Stored records:
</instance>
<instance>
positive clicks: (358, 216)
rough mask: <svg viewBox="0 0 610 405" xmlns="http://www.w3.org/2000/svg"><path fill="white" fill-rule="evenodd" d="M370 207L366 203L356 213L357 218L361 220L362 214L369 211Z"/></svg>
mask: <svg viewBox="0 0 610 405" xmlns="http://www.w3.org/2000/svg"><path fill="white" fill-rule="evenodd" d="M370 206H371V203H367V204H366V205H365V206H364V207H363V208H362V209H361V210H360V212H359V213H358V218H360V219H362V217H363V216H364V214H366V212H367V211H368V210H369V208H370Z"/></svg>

### Exercise requirements
Copy the data above verbatim, leaving every line as it stands.

### Result
</instance>
<instance>
positive clicks: (358, 216)
rough mask: <svg viewBox="0 0 610 405" xmlns="http://www.w3.org/2000/svg"><path fill="white" fill-rule="evenodd" d="M370 207L366 203L356 213L357 218L361 220L362 214L369 211Z"/></svg>
mask: <svg viewBox="0 0 610 405" xmlns="http://www.w3.org/2000/svg"><path fill="white" fill-rule="evenodd" d="M370 206H371V203H367V204H366V205H365V206H364V207H363V208H362V209H361V210H360V212H359V213H358V218H360V219H362V217H363V216H364V214H366V212H367V211H368V210H369V208H370Z"/></svg>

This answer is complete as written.